Please return every line of the data below that contains the string "blue". Case matters.

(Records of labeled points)
--- BEGIN ---
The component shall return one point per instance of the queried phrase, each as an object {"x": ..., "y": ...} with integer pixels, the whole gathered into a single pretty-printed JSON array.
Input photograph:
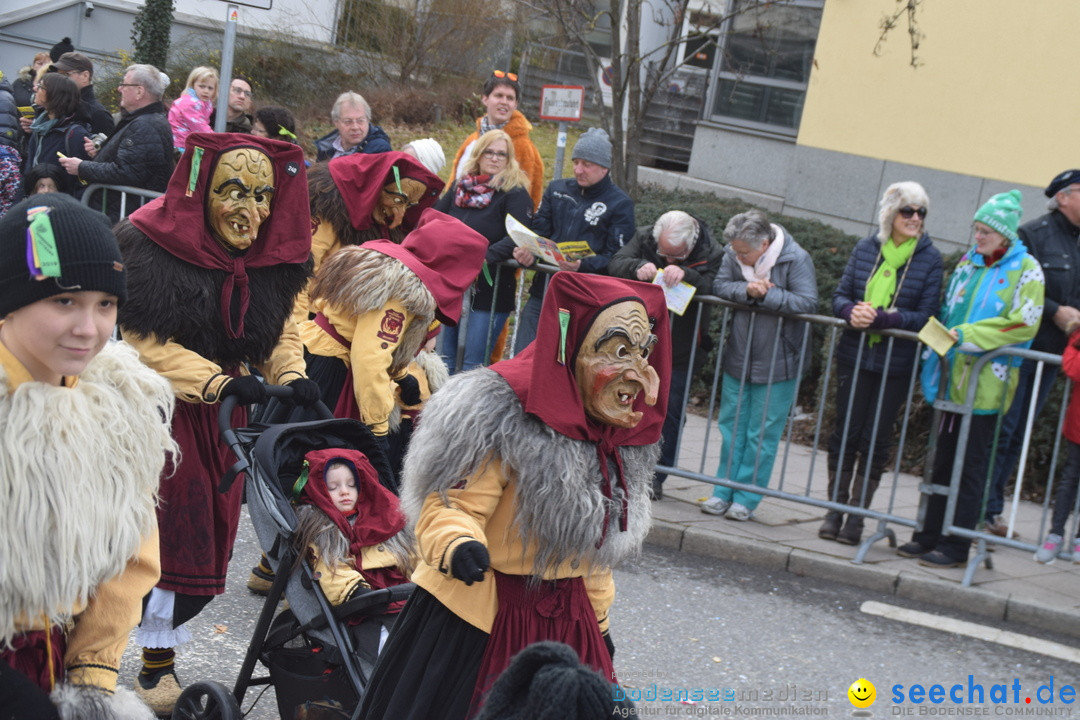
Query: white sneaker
[
  {"x": 1051, "y": 546},
  {"x": 715, "y": 506},
  {"x": 739, "y": 512}
]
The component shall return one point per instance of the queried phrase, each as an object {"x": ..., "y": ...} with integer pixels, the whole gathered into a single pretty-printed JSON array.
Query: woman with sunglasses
[
  {"x": 994, "y": 301},
  {"x": 892, "y": 281},
  {"x": 493, "y": 187},
  {"x": 58, "y": 132}
]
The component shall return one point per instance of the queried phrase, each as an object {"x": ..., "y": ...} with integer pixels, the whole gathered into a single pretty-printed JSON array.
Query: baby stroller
[{"x": 316, "y": 668}]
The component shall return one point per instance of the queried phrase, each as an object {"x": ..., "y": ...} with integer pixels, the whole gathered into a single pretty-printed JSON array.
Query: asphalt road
[{"x": 738, "y": 640}]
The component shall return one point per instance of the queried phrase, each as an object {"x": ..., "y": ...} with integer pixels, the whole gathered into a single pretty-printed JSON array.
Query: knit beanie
[
  {"x": 52, "y": 244},
  {"x": 61, "y": 48},
  {"x": 548, "y": 680},
  {"x": 593, "y": 146},
  {"x": 1002, "y": 214}
]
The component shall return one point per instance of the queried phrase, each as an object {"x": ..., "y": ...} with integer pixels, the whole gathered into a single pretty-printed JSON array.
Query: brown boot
[{"x": 831, "y": 527}]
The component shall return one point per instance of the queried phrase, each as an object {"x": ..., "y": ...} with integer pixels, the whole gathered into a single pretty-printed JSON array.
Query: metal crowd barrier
[
  {"x": 117, "y": 201},
  {"x": 810, "y": 488}
]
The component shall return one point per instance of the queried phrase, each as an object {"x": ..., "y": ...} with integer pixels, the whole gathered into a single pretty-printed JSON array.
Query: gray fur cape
[{"x": 476, "y": 418}]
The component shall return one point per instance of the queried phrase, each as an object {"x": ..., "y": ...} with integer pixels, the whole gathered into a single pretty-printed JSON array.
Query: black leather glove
[
  {"x": 247, "y": 390},
  {"x": 306, "y": 392},
  {"x": 470, "y": 561},
  {"x": 409, "y": 389}
]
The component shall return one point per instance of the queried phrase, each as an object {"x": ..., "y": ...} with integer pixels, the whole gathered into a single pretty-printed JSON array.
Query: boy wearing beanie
[
  {"x": 994, "y": 300},
  {"x": 585, "y": 207},
  {"x": 1054, "y": 241},
  {"x": 78, "y": 527}
]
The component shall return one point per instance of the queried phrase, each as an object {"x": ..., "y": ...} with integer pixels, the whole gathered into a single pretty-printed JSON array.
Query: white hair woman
[
  {"x": 891, "y": 281},
  {"x": 763, "y": 269}
]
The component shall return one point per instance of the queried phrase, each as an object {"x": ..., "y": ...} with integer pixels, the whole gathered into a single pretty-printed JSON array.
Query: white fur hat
[
  {"x": 429, "y": 152},
  {"x": 898, "y": 195}
]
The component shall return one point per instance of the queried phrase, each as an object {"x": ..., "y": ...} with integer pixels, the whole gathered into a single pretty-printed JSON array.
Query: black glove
[
  {"x": 409, "y": 389},
  {"x": 469, "y": 562},
  {"x": 306, "y": 392},
  {"x": 247, "y": 390}
]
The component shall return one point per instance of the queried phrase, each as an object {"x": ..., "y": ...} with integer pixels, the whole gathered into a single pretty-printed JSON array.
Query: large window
[{"x": 764, "y": 64}]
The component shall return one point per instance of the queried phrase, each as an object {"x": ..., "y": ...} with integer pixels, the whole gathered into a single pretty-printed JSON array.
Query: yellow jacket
[{"x": 484, "y": 511}]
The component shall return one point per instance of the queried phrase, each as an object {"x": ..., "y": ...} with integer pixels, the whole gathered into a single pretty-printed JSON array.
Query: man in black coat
[
  {"x": 680, "y": 249},
  {"x": 139, "y": 153}
]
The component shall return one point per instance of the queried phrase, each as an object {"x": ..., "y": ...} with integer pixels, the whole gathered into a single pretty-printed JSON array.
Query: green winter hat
[{"x": 1002, "y": 214}]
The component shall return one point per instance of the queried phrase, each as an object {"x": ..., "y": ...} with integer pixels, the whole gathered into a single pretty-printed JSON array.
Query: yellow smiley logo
[{"x": 862, "y": 693}]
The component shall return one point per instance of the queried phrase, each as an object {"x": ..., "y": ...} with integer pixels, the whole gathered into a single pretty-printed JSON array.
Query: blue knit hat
[
  {"x": 1002, "y": 213},
  {"x": 593, "y": 146}
]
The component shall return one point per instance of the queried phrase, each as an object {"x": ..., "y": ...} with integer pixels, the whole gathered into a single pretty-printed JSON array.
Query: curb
[{"x": 909, "y": 586}]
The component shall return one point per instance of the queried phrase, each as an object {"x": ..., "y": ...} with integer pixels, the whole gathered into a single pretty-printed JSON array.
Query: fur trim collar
[
  {"x": 79, "y": 471},
  {"x": 475, "y": 419}
]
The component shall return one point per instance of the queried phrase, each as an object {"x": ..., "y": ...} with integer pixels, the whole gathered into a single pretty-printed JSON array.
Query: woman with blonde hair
[
  {"x": 893, "y": 280},
  {"x": 191, "y": 110},
  {"x": 493, "y": 187}
]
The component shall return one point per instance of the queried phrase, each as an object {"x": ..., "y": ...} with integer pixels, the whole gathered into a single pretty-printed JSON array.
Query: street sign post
[{"x": 564, "y": 104}]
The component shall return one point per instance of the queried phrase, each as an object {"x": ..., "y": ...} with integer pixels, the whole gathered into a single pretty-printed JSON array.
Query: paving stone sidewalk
[{"x": 783, "y": 535}]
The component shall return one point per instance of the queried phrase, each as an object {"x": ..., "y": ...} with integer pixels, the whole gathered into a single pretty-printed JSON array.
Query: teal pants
[{"x": 751, "y": 422}]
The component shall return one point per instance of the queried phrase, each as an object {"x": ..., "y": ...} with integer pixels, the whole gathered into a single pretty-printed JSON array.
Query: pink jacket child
[{"x": 191, "y": 110}]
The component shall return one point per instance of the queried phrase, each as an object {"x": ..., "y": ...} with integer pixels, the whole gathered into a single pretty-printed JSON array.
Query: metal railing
[
  {"x": 117, "y": 201},
  {"x": 818, "y": 365}
]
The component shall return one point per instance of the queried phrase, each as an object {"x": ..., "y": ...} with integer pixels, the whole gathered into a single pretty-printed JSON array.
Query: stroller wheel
[{"x": 206, "y": 701}]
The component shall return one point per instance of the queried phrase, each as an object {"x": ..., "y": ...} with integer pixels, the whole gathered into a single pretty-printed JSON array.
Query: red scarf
[
  {"x": 360, "y": 178},
  {"x": 549, "y": 389},
  {"x": 177, "y": 220},
  {"x": 445, "y": 254}
]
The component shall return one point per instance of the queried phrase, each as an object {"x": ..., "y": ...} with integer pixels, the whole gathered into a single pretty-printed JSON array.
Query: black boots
[{"x": 831, "y": 528}]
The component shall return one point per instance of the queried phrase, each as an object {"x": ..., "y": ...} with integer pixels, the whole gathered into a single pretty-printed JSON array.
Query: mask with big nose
[
  {"x": 395, "y": 199},
  {"x": 241, "y": 192},
  {"x": 612, "y": 367}
]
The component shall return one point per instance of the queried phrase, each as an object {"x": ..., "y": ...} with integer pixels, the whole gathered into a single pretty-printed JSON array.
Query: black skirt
[{"x": 428, "y": 667}]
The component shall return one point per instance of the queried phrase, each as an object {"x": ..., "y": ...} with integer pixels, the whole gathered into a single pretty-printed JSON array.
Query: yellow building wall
[{"x": 995, "y": 94}]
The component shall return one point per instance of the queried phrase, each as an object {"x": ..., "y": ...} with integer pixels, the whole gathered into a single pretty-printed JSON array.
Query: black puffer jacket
[
  {"x": 917, "y": 298},
  {"x": 11, "y": 134},
  {"x": 699, "y": 268},
  {"x": 1053, "y": 241}
]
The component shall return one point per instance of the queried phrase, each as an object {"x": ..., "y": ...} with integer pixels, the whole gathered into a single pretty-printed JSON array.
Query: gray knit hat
[
  {"x": 52, "y": 244},
  {"x": 593, "y": 146}
]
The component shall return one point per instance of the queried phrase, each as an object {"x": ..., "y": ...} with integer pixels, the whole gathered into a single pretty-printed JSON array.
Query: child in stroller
[{"x": 351, "y": 528}]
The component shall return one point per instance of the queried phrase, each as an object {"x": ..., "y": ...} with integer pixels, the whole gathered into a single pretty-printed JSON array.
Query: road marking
[{"x": 972, "y": 630}]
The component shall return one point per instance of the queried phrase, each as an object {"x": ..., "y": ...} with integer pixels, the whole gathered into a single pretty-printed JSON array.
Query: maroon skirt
[
  {"x": 198, "y": 524},
  {"x": 29, "y": 654},
  {"x": 549, "y": 610}
]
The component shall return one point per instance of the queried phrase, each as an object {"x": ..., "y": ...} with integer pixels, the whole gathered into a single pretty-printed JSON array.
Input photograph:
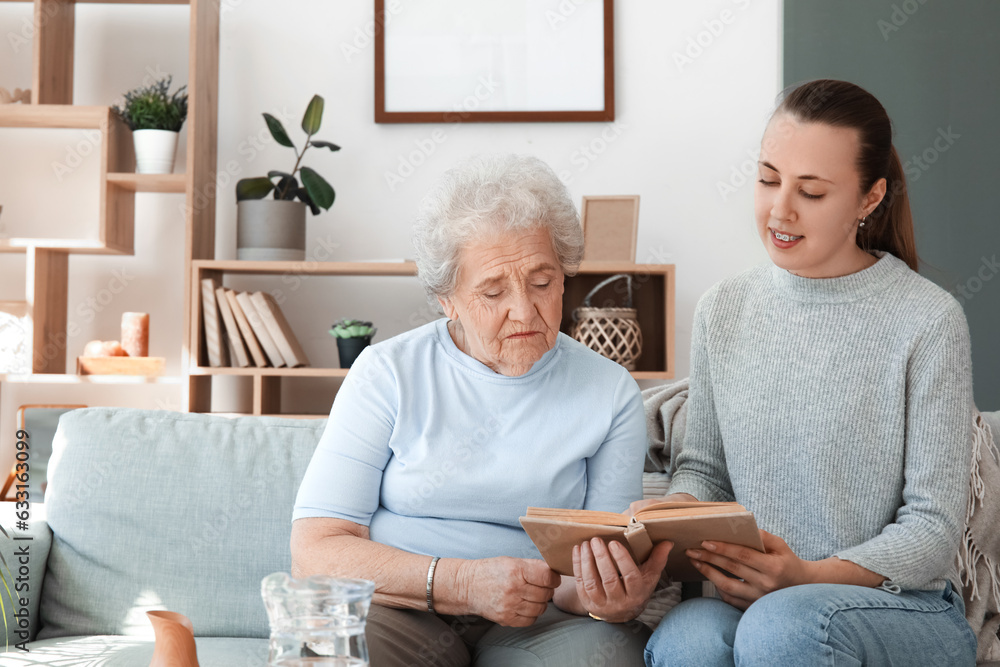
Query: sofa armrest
[{"x": 24, "y": 555}]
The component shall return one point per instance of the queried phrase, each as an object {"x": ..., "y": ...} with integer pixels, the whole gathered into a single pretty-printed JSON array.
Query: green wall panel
[{"x": 935, "y": 65}]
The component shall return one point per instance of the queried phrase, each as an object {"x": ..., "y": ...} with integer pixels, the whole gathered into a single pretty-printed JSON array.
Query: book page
[{"x": 578, "y": 516}]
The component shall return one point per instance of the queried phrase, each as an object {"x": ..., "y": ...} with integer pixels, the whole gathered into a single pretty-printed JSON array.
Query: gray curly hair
[{"x": 489, "y": 195}]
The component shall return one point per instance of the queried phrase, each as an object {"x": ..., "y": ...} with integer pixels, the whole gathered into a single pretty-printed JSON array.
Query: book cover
[
  {"x": 556, "y": 531},
  {"x": 214, "y": 347},
  {"x": 256, "y": 353},
  {"x": 239, "y": 351},
  {"x": 279, "y": 329},
  {"x": 260, "y": 330}
]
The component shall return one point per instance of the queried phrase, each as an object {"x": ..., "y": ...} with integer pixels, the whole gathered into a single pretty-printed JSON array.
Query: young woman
[{"x": 831, "y": 394}]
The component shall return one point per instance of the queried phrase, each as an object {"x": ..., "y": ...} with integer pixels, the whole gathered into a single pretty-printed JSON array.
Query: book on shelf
[
  {"x": 214, "y": 343},
  {"x": 256, "y": 353},
  {"x": 237, "y": 348},
  {"x": 687, "y": 524},
  {"x": 260, "y": 330},
  {"x": 278, "y": 327}
]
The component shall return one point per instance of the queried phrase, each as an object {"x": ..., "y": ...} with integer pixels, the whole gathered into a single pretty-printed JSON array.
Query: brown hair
[{"x": 842, "y": 104}]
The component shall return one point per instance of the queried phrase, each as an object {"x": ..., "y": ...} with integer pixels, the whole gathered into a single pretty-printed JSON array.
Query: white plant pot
[
  {"x": 271, "y": 230},
  {"x": 154, "y": 151}
]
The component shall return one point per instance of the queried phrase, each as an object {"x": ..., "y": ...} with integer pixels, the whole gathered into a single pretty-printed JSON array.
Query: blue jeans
[{"x": 818, "y": 624}]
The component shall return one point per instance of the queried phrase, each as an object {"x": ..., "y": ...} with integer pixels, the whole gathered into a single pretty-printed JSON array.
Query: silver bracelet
[{"x": 430, "y": 583}]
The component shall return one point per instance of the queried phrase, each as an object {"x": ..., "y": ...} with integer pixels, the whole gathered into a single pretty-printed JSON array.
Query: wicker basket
[{"x": 613, "y": 332}]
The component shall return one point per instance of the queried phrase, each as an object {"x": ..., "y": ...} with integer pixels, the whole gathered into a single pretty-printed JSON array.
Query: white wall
[{"x": 689, "y": 117}]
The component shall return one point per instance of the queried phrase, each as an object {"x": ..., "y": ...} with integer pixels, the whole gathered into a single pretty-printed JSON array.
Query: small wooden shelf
[
  {"x": 307, "y": 371},
  {"x": 149, "y": 182},
  {"x": 72, "y": 378},
  {"x": 55, "y": 116},
  {"x": 311, "y": 268},
  {"x": 119, "y": 2},
  {"x": 69, "y": 246},
  {"x": 653, "y": 294}
]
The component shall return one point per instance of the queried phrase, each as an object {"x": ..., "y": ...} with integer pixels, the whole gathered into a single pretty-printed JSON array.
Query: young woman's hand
[
  {"x": 604, "y": 593},
  {"x": 761, "y": 573}
]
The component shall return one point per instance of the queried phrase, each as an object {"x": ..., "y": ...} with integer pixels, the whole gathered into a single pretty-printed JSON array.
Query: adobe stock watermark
[
  {"x": 712, "y": 30},
  {"x": 900, "y": 14},
  {"x": 407, "y": 164},
  {"x": 966, "y": 291}
]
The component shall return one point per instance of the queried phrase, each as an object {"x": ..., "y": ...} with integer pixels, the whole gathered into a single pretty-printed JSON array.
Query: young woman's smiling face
[{"x": 808, "y": 200}]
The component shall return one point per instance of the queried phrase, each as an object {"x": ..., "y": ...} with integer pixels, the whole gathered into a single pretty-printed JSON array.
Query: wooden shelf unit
[
  {"x": 52, "y": 107},
  {"x": 653, "y": 295}
]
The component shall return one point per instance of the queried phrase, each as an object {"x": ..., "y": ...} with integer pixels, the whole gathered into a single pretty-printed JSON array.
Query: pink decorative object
[
  {"x": 104, "y": 348},
  {"x": 135, "y": 334},
  {"x": 174, "y": 645}
]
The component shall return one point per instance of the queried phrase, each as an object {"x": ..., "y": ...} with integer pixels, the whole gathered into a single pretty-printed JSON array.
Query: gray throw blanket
[
  {"x": 979, "y": 556},
  {"x": 666, "y": 417}
]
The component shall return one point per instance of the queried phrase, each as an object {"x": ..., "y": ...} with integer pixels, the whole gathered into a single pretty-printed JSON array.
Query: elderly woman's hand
[
  {"x": 510, "y": 591},
  {"x": 603, "y": 592}
]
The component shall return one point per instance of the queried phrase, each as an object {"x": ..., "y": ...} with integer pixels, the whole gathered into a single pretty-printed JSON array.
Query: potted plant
[
  {"x": 155, "y": 117},
  {"x": 352, "y": 336},
  {"x": 275, "y": 229}
]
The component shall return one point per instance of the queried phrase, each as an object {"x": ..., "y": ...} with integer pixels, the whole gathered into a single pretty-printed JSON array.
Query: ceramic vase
[
  {"x": 154, "y": 151},
  {"x": 271, "y": 230},
  {"x": 174, "y": 645}
]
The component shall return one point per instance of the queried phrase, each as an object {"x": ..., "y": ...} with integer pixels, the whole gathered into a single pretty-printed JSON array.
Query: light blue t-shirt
[{"x": 439, "y": 455}]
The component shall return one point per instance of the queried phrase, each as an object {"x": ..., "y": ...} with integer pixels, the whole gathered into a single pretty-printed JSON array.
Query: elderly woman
[{"x": 441, "y": 437}]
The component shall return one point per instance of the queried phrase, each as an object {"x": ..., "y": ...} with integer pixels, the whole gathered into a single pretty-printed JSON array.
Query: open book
[{"x": 687, "y": 524}]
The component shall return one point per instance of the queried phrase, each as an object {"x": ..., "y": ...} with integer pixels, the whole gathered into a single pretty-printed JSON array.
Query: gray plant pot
[{"x": 271, "y": 230}]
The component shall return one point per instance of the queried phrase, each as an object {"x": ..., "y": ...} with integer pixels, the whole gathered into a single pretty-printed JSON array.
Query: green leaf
[
  {"x": 319, "y": 190},
  {"x": 253, "y": 188},
  {"x": 313, "y": 116},
  {"x": 278, "y": 130},
  {"x": 325, "y": 144},
  {"x": 286, "y": 188}
]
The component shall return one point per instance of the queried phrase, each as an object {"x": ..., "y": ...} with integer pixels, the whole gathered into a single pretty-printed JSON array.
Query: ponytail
[
  {"x": 842, "y": 104},
  {"x": 890, "y": 225}
]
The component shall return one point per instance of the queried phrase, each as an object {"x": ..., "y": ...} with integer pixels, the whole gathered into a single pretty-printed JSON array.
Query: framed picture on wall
[
  {"x": 610, "y": 228},
  {"x": 494, "y": 61}
]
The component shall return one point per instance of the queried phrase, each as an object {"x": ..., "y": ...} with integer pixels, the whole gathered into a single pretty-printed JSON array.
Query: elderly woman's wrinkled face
[{"x": 507, "y": 304}]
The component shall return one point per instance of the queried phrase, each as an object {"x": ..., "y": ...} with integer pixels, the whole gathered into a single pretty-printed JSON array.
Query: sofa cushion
[
  {"x": 117, "y": 651},
  {"x": 165, "y": 510}
]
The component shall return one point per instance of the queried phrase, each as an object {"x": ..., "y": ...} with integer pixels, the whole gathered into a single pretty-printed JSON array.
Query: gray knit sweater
[{"x": 839, "y": 411}]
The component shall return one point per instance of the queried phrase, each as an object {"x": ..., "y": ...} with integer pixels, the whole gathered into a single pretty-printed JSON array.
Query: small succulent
[
  {"x": 345, "y": 328},
  {"x": 315, "y": 191},
  {"x": 154, "y": 108}
]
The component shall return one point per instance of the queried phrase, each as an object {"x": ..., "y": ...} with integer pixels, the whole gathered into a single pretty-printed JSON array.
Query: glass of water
[{"x": 318, "y": 620}]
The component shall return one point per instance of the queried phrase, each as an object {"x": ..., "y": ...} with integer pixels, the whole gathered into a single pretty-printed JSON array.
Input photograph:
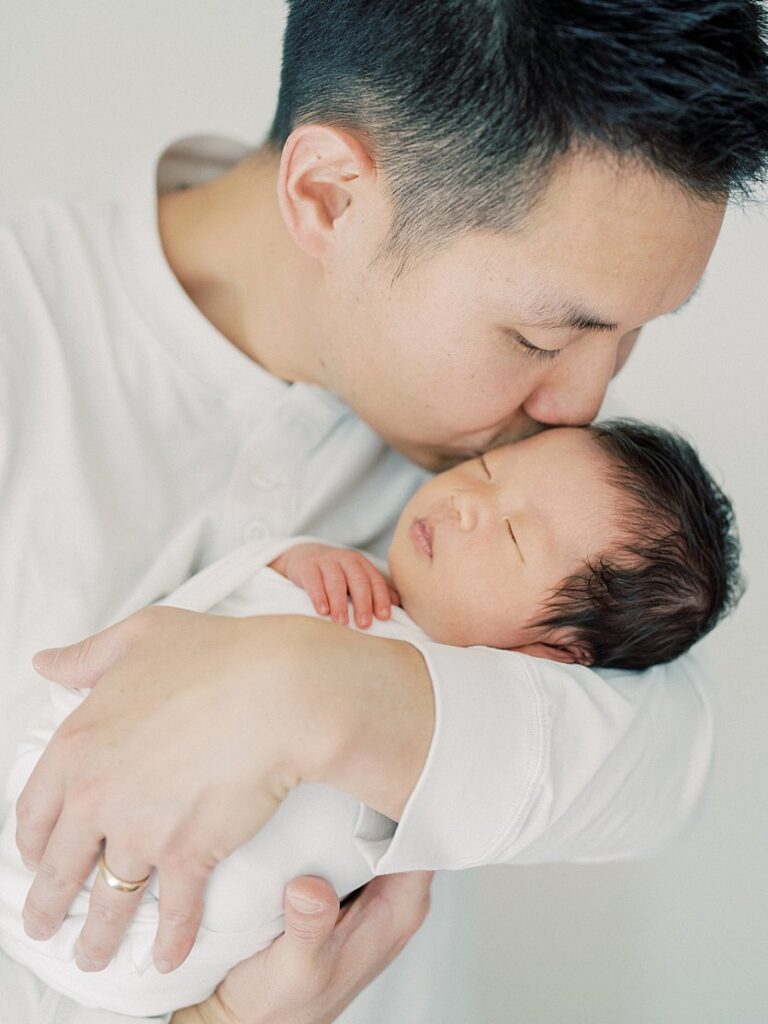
--- END ---
→ Response for this exercise
Query: blue knit hat
Query: blue jeans
Query: light blue t-shirt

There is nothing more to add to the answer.